2. Автотранспорт

Конец культуры внедорожников

Автомобили будущего — легкие, красивые и быстрые спортивные модели. Все другие придется запретить.

Ульф Пошардт[22]


Мир полон парадоксов. Пока мы денно и нощно рассуждали об охране окружающей среды, продажи мощных гамбургских тракторов «эльбшоссе» выросли как на дрожжах. Еще недавно люди в Европе с пренебрежением смотрели на громоздкие некрасивые американские автомобили, а тем временем страсть к большим машинам захватила и нас. Сейчас треть всех проданных в Европе автомобилей составляют внедорожники.

Проезжая утром по кварталу, где проживают состоятельные люди, видишь только новейшие модели БМВ и «ауди», из которых выходят изящные, уже с утра изысканно загримированные дамы. Они сдадут свое потомство в детские сады, работающие по системе Монтессори, после чего отправятся за покупками на биорынок. Должно быть, кто-то (он или она?) когда-то захотел занять место повыше, потому что, сидя в мощном внедорожнике, ощущаешь свое превосходство и чувствуешь себя в большей безопасности. Затем ему стали подражать, и началась настоящая гонка вооружений.

При этом у внедорожника благородное происхождение. Фактически его изобрели для английской феодальной знати. Аристократы берегли городской автомобиль и потому для коротких наездов в город стали пользоваться той же деревенской машиной, на которой всю неделю перевозили отстрелянную дичь, фазанов и своих собак.

Статусным признаком в Лондоне 80-х считались внедорожники «рендж ровер». Заляпанные глиной и грязью, они бросались в глаза горожанам. Их владельцы давали понять, что принадлежат к земельной аристократии, имеющей вторую резиденцию в столице. Соседи-нувориши в районах Челси и Белгрейв перенимали у них эту манеру. Говорят, они по сей день заставляют обслугу заляпывать свои машины глиной, чтобы не ударить лицом в грязь перед соседями-лендлордами. В какой-то момент внедорожниками обзавелись все, что сделало их вульгарными (со старыми статусными символами такое бывает). Сегодня, прежде чем произойдет что-то вроде «транспортной перестройки», следовало бы в качестве первоочередной меры полностью удалить из городов все внедорожники. Можно допустить исключения, но только за высокую плату. Кроме того, нужно обязать владельцев предъявлять при проверке не только треугольник повышенной опасности и жилет безопасности, но и как минимум одного фазана в багажнике.

[КОРОТКОЕ ЗАДАНИЕ 1]: Перепишите без изменений часть записей: от строки, где стоит «Please segment every instance of the <item>bridge», и до самого конца записей, включая обе границы.

[ДАННЫЕ ДЛЯ ОБРАБОТКИ]:
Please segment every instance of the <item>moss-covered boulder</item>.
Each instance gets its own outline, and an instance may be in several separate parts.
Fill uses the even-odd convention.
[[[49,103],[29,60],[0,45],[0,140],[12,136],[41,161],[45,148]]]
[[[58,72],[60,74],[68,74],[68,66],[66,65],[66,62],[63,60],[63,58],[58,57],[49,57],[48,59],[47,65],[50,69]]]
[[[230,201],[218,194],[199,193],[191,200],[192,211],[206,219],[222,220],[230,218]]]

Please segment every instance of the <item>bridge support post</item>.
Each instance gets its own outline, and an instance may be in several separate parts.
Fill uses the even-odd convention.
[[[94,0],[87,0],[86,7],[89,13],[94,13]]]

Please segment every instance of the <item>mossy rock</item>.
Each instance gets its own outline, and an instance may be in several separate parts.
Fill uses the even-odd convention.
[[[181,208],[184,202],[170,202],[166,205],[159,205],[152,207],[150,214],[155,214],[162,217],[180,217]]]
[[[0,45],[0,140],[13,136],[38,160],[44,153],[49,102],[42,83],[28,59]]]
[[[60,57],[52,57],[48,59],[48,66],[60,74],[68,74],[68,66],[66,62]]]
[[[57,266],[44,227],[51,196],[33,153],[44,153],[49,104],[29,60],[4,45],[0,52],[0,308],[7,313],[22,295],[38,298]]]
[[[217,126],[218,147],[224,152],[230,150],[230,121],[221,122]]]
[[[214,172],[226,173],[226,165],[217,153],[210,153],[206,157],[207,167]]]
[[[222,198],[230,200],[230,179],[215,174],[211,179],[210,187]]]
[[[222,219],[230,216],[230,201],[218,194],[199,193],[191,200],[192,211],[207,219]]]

[КОРОТКОЕ ЗАДАНИЕ 2]: Перескажите короче абзац отрывка о внедорожниках, который начинается словами «При этом у внедорожника». Главные факты должны остаться.

[РЕШЕНИЕ ЗАДАНИЯ 1]:
Please segment every instance of the <item>bridge support post</item>.
Each instance gets its own outline, and an instance may be in several separate parts.
Fill uses the even-odd convention.
[[[94,0],[87,0],[86,7],[89,13],[94,13]]]

Please segment every instance of the <item>mossy rock</item>.
Each instance gets its own outline, and an instance may be in several separate parts.
Fill uses the even-odd convention.
[[[181,208],[184,202],[170,202],[166,205],[159,205],[152,207],[150,214],[155,214],[162,217],[180,217]]]
[[[0,45],[0,140],[13,136],[38,160],[44,153],[49,102],[42,83],[28,59]]]
[[[60,57],[52,57],[48,59],[48,66],[60,74],[68,74],[68,66],[66,62]]]
[[[57,266],[44,227],[51,196],[33,153],[44,153],[49,104],[29,60],[4,45],[0,52],[0,308],[7,313],[22,295],[38,298]]]
[[[217,126],[218,147],[224,152],[230,150],[230,121],[221,122]]]
[[[214,172],[226,173],[226,165],[217,153],[210,153],[206,157],[207,167]]]
[[[222,198],[230,200],[230,179],[215,174],[211,179],[210,187]]]
[[[222,219],[230,216],[230,201],[218,194],[199,193],[191,200],[192,211],[207,219]]]

[РЕШЕНИЕ ЗАДАНИЯ 2]: Внедорожник благородного происхождения: по сути, его придумали для английской знати. Аристократы берегли городской автомобиль. Поэтому в город ненадолго они ездили на деревенской машине, в которой всю неделю возили отстрелянную дичь, фазанов и собак.